The Groton Channel usually carries local selectmen's meetings and high school sports events. So Joan Simmons was taken aback this month when she flipped on the cable-access channel and found a documentary that argued the Twin Towers fell because of a planned demolition, not because of the crash of two hijacked airliners.

Simmons immediately e-mailed a community "listserv" with choice words about this "Groton Channel Special," calling for a rebuttal and asking whether Dunstable, where she lives, could withdraw some of its funding for the cable channel. That prompted a heated online discussion, with 70 e-mails to the Talk About Groton list about the movie and about public access - something all cable subscribers pay for, but relatively few participate in or understand.

The contentious Twin Towers documentary has run several times on The Groton Channel and on CCTV, the cable access channel for Concord and Carlisle, and has raised hackles for both its content and its lack of community ties. The two-hour "9/11: Blueprint for Truth" movie - which is popular among those in the self-described 9/11 Truth Movement, some of whom believe the US government enabled the destruction of the World Trade Center as a pretext for war - is based on a lecture given by San Francisco-area architect Richard Gage to a Canadian audience.

"I would like to know how much Groton spent on this 'truthful documentary from an unimpeachable source,' " Nancy Van Doren wrote in a follow-up to Simmons's message. "I am sure that those who lost family and/or good friends in the terror attack are impressed with what our 'educated' town is using as fill. Whatever the cost of this program in dollars, those who decided to air this should be identified and made to account for their decision."

• • • •

Objective 1 =
Summarize the Groton Channel article in two sentences.
Objective 2 =
Carry the Groton Channel article forward from the point where its text stops.
The records are separate material with no connection to the Groton Channel article.

Dataset entries =
• • • •

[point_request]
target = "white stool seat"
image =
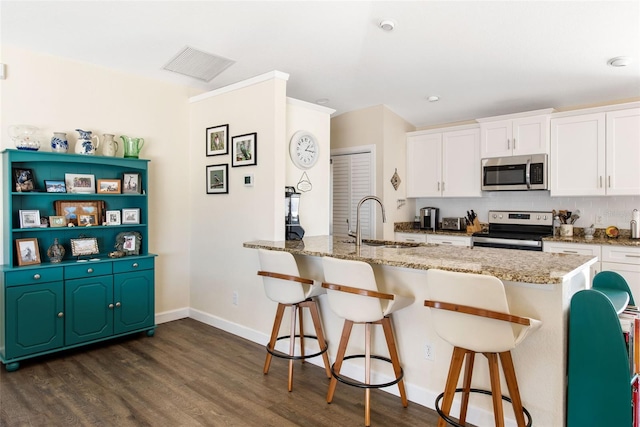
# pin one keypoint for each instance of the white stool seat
(471, 312)
(283, 284)
(353, 294)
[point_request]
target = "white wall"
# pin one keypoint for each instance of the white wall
(56, 94)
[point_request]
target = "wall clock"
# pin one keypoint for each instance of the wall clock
(304, 149)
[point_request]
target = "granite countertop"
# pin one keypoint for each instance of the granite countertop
(512, 265)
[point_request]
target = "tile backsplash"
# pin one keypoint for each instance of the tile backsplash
(599, 210)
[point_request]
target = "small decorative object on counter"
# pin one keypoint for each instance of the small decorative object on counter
(56, 251)
(59, 143)
(132, 146)
(25, 137)
(109, 145)
(85, 143)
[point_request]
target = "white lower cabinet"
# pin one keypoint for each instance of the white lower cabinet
(576, 249)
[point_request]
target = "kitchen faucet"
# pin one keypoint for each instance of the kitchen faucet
(357, 234)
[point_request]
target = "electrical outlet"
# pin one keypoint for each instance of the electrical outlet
(429, 352)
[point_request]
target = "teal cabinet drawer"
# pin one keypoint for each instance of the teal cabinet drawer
(33, 276)
(127, 265)
(87, 270)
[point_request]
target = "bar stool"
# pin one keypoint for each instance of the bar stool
(470, 311)
(283, 284)
(360, 302)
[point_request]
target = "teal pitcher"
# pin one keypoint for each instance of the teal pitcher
(132, 146)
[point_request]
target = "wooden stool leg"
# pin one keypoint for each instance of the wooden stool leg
(466, 387)
(494, 374)
(342, 348)
(274, 336)
(313, 309)
(512, 385)
(452, 381)
(292, 343)
(395, 360)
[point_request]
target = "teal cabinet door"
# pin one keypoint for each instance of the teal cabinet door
(89, 309)
(133, 295)
(35, 319)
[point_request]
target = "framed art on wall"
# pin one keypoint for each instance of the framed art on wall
(218, 179)
(218, 140)
(244, 150)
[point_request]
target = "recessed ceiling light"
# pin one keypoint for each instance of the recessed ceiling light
(387, 25)
(619, 61)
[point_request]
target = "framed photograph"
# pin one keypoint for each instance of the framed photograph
(84, 246)
(131, 216)
(57, 221)
(87, 220)
(243, 150)
(71, 210)
(113, 217)
(28, 251)
(129, 242)
(131, 183)
(109, 186)
(218, 140)
(24, 180)
(218, 179)
(55, 186)
(29, 219)
(80, 183)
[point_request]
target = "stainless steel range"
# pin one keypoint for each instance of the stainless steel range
(515, 230)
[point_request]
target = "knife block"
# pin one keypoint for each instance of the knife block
(475, 227)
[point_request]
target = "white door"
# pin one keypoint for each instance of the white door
(352, 179)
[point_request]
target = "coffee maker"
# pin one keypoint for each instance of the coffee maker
(293, 231)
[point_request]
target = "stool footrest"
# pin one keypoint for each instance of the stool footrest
(282, 355)
(453, 422)
(359, 384)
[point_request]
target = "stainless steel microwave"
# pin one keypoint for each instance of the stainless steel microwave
(515, 173)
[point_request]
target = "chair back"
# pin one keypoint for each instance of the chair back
(279, 290)
(356, 274)
(476, 333)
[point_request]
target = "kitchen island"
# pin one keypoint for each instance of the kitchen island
(538, 285)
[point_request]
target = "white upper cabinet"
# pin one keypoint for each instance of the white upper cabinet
(515, 135)
(595, 154)
(444, 164)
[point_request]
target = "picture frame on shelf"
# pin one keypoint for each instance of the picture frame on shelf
(218, 140)
(109, 186)
(131, 183)
(84, 246)
(80, 183)
(55, 186)
(113, 218)
(24, 180)
(218, 179)
(28, 252)
(129, 242)
(29, 219)
(72, 209)
(244, 150)
(57, 221)
(131, 216)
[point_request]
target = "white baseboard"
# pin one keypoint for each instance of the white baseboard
(415, 394)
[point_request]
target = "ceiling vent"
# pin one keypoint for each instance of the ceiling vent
(197, 64)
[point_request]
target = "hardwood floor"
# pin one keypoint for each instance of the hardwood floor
(189, 374)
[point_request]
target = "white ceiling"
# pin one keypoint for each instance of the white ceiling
(482, 58)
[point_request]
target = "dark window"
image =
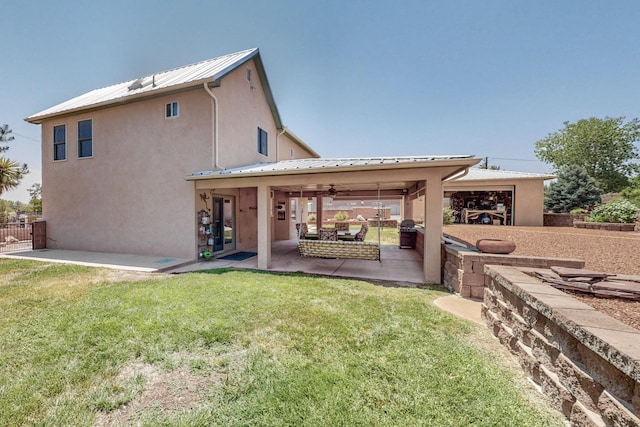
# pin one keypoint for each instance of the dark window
(263, 144)
(85, 138)
(60, 142)
(171, 110)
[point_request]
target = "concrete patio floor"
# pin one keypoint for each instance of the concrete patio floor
(397, 265)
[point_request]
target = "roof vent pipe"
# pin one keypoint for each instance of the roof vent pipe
(214, 124)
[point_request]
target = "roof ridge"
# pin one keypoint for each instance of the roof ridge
(182, 67)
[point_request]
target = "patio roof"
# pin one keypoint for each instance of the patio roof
(323, 165)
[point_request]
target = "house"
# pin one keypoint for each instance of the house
(197, 160)
(114, 159)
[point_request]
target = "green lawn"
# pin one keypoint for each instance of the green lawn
(82, 346)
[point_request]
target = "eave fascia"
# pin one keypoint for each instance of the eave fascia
(460, 163)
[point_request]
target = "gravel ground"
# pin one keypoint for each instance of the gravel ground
(613, 252)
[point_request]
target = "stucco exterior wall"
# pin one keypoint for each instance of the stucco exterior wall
(528, 203)
(243, 108)
(131, 194)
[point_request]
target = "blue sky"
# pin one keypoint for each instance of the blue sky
(351, 78)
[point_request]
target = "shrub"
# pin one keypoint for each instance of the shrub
(447, 215)
(573, 189)
(341, 216)
(620, 211)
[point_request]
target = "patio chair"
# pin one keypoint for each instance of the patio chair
(363, 232)
(302, 229)
(342, 226)
(329, 234)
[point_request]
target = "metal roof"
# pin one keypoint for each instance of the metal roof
(476, 174)
(189, 75)
(289, 167)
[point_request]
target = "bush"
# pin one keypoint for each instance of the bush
(447, 215)
(619, 211)
(573, 189)
(341, 216)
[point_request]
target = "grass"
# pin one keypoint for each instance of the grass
(82, 346)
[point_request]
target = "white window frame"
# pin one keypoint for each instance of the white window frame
(85, 139)
(66, 146)
(171, 110)
(263, 149)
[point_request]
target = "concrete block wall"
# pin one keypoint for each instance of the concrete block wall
(586, 362)
(561, 220)
(463, 269)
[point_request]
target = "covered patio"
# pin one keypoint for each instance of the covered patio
(416, 181)
(401, 266)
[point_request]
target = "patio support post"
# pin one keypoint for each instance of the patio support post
(264, 226)
(407, 208)
(319, 212)
(432, 230)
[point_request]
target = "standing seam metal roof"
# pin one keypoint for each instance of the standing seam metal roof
(476, 174)
(210, 69)
(291, 166)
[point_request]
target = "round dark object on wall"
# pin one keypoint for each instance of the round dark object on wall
(495, 246)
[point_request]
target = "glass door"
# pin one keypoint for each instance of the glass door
(223, 224)
(217, 224)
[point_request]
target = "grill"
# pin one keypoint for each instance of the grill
(407, 231)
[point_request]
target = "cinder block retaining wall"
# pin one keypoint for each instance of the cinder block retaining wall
(587, 362)
(561, 220)
(463, 269)
(611, 226)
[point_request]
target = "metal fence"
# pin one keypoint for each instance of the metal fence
(15, 237)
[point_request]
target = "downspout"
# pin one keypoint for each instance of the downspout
(284, 129)
(214, 124)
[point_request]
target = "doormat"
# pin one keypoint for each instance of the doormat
(239, 256)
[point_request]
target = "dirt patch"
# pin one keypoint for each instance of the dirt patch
(613, 252)
(182, 382)
(608, 251)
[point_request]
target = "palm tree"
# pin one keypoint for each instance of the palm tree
(11, 173)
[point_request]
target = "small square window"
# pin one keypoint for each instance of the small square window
(60, 142)
(85, 138)
(263, 144)
(171, 110)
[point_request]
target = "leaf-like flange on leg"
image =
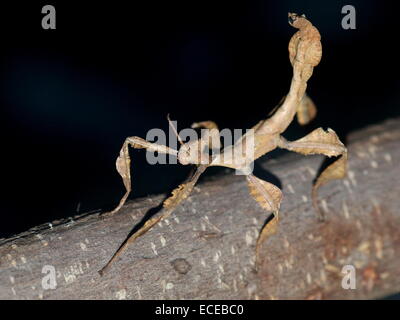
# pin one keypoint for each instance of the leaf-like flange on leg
(123, 163)
(323, 142)
(269, 197)
(306, 111)
(336, 170)
(178, 195)
(211, 137)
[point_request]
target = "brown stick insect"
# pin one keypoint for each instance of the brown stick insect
(305, 52)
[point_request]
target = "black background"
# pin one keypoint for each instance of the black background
(70, 96)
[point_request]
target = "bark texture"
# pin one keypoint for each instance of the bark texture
(206, 249)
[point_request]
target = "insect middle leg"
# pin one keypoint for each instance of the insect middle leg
(123, 163)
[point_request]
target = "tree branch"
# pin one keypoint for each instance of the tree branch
(206, 249)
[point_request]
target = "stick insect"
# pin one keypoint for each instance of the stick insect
(305, 52)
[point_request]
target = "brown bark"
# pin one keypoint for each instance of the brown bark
(206, 249)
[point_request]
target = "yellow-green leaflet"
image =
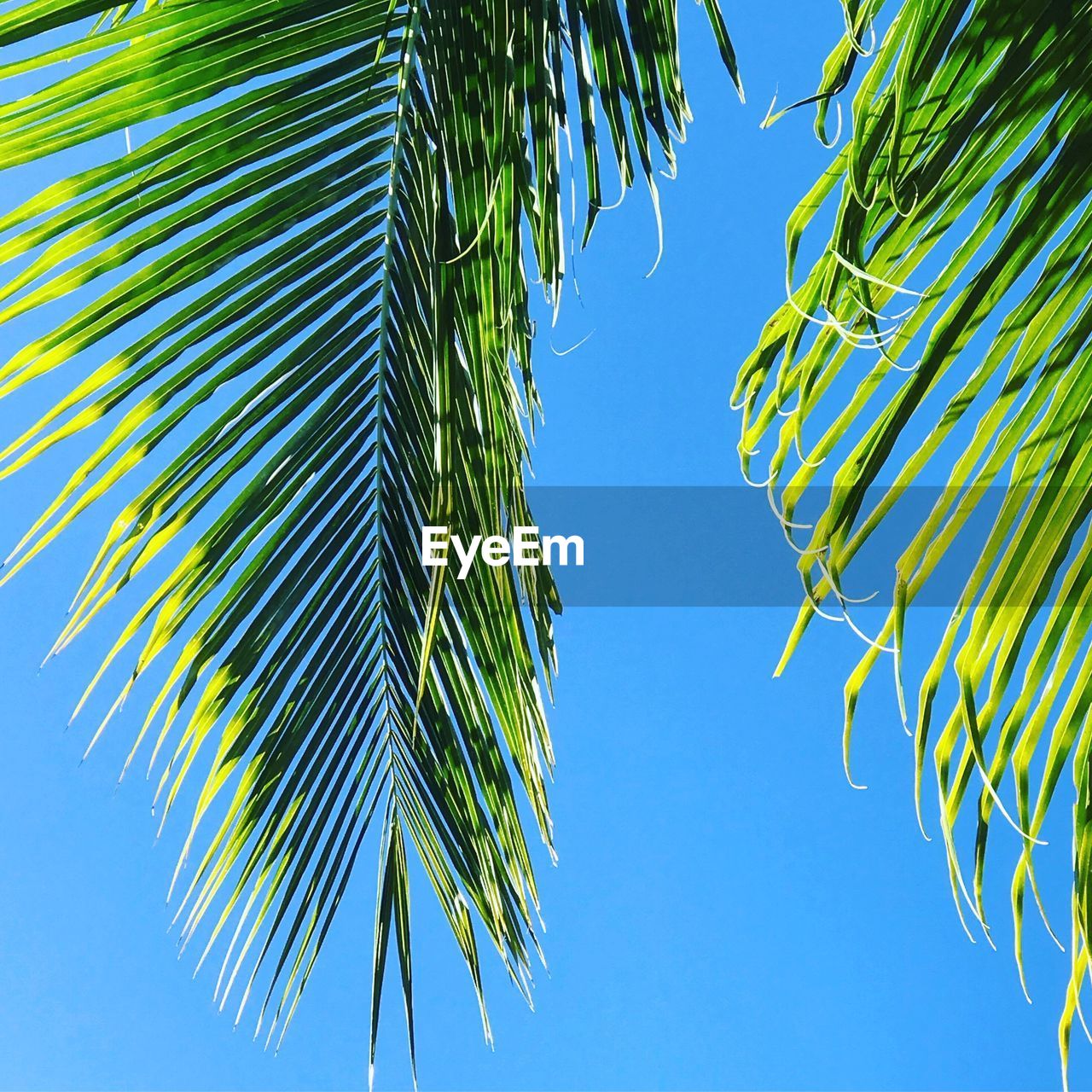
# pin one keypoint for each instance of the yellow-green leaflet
(288, 292)
(943, 338)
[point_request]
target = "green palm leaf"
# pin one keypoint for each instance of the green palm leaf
(295, 319)
(961, 209)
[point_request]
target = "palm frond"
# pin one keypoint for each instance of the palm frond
(293, 316)
(961, 209)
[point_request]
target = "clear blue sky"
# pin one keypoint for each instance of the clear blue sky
(726, 912)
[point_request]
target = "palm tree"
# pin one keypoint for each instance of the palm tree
(960, 210)
(293, 311)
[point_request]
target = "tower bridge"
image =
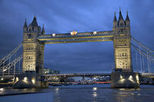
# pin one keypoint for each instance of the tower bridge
(35, 38)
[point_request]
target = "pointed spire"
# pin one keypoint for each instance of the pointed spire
(115, 18)
(120, 15)
(34, 22)
(43, 30)
(127, 17)
(25, 24)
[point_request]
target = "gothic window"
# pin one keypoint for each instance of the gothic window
(29, 36)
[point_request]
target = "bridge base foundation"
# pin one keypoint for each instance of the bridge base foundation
(125, 80)
(29, 80)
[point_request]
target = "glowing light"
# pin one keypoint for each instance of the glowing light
(94, 32)
(33, 80)
(137, 79)
(25, 80)
(94, 78)
(94, 94)
(121, 79)
(57, 90)
(73, 33)
(2, 78)
(53, 34)
(1, 89)
(131, 78)
(94, 88)
(4, 70)
(17, 79)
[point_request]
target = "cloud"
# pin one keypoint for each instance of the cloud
(80, 15)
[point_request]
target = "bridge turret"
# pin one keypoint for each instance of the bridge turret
(121, 21)
(114, 21)
(33, 27)
(122, 44)
(25, 28)
(43, 30)
(33, 50)
(127, 20)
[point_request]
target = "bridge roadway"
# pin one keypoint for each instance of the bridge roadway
(77, 75)
(146, 75)
(75, 37)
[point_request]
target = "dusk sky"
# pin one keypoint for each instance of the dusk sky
(63, 16)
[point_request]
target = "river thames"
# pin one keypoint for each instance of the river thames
(82, 93)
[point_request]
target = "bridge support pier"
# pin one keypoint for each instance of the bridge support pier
(125, 80)
(29, 80)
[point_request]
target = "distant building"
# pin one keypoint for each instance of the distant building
(50, 71)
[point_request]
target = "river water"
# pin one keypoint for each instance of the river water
(92, 93)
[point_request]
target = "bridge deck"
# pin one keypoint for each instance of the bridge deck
(77, 74)
(79, 37)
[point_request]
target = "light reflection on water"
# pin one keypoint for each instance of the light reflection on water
(86, 94)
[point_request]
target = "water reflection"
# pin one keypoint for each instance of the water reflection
(87, 94)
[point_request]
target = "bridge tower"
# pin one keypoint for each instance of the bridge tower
(123, 75)
(33, 50)
(122, 45)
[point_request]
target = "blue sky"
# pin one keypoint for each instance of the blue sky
(61, 16)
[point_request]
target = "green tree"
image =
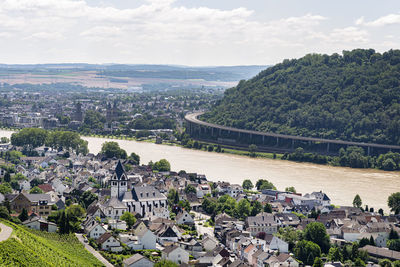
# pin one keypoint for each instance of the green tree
(36, 190)
(394, 202)
(4, 213)
(256, 208)
(173, 197)
(371, 241)
(243, 208)
(112, 149)
(7, 177)
(252, 150)
(165, 263)
(129, 219)
(87, 198)
(385, 263)
(134, 158)
(93, 120)
(357, 202)
(264, 184)
(394, 244)
(190, 189)
(162, 165)
(307, 251)
(318, 262)
(247, 184)
(290, 189)
(334, 254)
(268, 208)
(5, 188)
(363, 242)
(30, 137)
(393, 234)
(316, 232)
(359, 262)
(4, 140)
(24, 215)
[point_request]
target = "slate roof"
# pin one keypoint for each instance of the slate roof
(168, 250)
(37, 197)
(133, 259)
(382, 252)
(115, 203)
(119, 170)
(143, 193)
(104, 237)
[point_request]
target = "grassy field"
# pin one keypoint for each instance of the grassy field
(28, 247)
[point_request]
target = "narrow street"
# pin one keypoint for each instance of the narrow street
(93, 251)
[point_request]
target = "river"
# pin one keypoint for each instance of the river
(340, 184)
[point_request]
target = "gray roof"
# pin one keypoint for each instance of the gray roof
(262, 219)
(115, 203)
(38, 197)
(133, 259)
(143, 193)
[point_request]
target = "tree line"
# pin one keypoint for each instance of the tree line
(353, 97)
(32, 138)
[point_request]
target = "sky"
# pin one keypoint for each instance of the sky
(192, 32)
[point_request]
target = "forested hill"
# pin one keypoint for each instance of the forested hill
(354, 96)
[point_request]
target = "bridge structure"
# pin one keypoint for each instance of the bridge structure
(273, 142)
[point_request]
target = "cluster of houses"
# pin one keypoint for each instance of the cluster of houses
(143, 193)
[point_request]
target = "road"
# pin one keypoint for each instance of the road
(5, 232)
(201, 229)
(93, 251)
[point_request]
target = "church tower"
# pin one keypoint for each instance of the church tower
(119, 181)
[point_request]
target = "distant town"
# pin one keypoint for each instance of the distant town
(126, 213)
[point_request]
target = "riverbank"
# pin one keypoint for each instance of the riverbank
(352, 157)
(340, 184)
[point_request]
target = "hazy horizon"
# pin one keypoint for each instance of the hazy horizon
(191, 32)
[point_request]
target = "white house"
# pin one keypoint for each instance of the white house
(234, 190)
(209, 243)
(114, 208)
(40, 224)
(95, 231)
(279, 244)
(175, 254)
(138, 260)
(108, 242)
(184, 218)
(202, 190)
(143, 200)
(25, 185)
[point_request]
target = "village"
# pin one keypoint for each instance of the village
(136, 214)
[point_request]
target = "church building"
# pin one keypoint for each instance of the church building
(144, 200)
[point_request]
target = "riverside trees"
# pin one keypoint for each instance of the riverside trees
(31, 138)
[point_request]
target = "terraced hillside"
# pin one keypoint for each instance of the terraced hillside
(28, 247)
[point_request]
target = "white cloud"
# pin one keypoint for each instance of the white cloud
(163, 31)
(382, 21)
(48, 36)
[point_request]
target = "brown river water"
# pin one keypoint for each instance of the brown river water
(341, 184)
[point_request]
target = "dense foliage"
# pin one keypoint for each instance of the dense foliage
(148, 122)
(112, 150)
(354, 96)
(35, 137)
(36, 248)
(352, 156)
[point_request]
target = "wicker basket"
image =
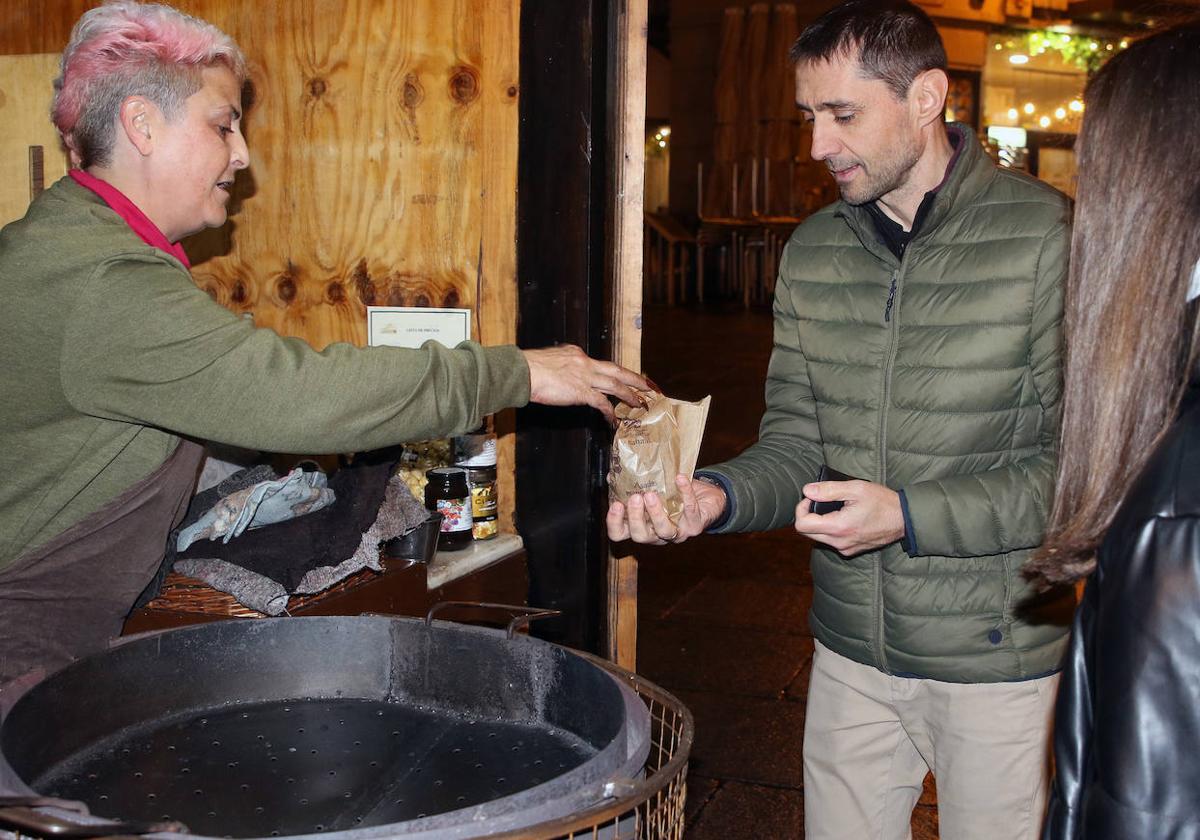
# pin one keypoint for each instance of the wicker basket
(187, 594)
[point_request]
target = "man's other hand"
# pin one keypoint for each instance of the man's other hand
(869, 519)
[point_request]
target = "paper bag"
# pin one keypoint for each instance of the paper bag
(653, 444)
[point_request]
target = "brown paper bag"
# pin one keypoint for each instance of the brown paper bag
(654, 444)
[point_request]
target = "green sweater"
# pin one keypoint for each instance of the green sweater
(939, 375)
(111, 353)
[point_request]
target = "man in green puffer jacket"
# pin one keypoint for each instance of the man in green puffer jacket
(917, 348)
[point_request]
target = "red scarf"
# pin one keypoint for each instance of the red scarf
(138, 221)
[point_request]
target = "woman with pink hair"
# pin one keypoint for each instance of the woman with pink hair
(118, 365)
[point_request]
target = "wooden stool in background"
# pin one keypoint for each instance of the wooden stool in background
(667, 263)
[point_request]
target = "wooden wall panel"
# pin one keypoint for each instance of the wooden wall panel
(382, 136)
(383, 141)
(24, 107)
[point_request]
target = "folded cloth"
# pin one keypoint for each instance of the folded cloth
(264, 503)
(247, 587)
(313, 552)
(198, 507)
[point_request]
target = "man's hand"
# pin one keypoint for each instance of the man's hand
(565, 376)
(870, 517)
(645, 520)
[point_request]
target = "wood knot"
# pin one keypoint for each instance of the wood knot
(463, 85)
(286, 288)
(414, 94)
(363, 283)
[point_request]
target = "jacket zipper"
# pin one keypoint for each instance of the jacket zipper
(892, 298)
(888, 364)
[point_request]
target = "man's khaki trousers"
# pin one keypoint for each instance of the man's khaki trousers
(869, 739)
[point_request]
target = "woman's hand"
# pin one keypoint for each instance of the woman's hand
(565, 376)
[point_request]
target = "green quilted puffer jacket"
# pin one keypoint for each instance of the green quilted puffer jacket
(937, 375)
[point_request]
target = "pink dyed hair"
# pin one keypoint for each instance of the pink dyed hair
(126, 48)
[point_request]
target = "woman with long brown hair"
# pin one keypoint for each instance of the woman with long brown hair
(1127, 507)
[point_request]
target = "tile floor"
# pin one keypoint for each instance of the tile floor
(723, 619)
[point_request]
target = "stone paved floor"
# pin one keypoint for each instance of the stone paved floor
(723, 619)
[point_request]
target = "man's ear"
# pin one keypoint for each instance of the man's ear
(137, 119)
(928, 95)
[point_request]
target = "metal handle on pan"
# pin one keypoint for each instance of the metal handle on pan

• • • •

Task answer 1 =
"9/11: Blueprint for Truth," a documentary arguing that the Twin Towers fell because of a planned demolition rather than the crash of two hijacked airliners, has run several times on The Groton Channel, which usually carries selectmen's meetings and high school sports, and on CCTV, the cable access channel for Concord and Carlisle. Dunstable resident Joan Simmons e-mailed a community listserv calling for a rebuttal and asking whether her town could withdraw some of its funding for the channel, which prompted 70 e-mails, including one from Nancy Van Doren demanding that those who decided to air the program be identified and made to account for their decision.

Task answer 2 =
The program, though, did not cost taxpayers anything - except for the housing, heat, and electricity provided for The Groton Channel's studio and office at Groton-Dunstable Regional High School. Public-access cable channels, which are funded by subscriber fees and not tax dollars, are an open venue for locally produced programming as well as for locals to broadcast - or cablecast, in the public-access vernacular - programming produced elsewhere, provided they have permission from the producer or copyright-holder.

The federal Cable Communications Policy Act of 1984 called for cable providers to set up and fund outlets for local government, educational, and community programming as part of their license agreements. In Groton, Charter Communications returns 4.25 percent of its revenue to the town for The Groton Channel, or roughly $100,000 a year, said Bob Colman, the channel's program director. Comcast has a similar licensing agreement in Concord and Carlisle to provide for the local channel CCTV, as well as across much of the region. The costs are typically passed along to subscribers as franchise fees.

Although most programming is local, it is not a requirement, Colman said. The Groton Channel has only a few restrictions - no advertising, nothing obscene, nothing about the lottery, and nothing libelous or slanderous. A local resident, Alfred Magaletta, brought in a "Blueprint for Truth" DVD a few weeks ago and signed a copyright-waiver form, so Colman agreed to show it a half-dozen times over a three-week period.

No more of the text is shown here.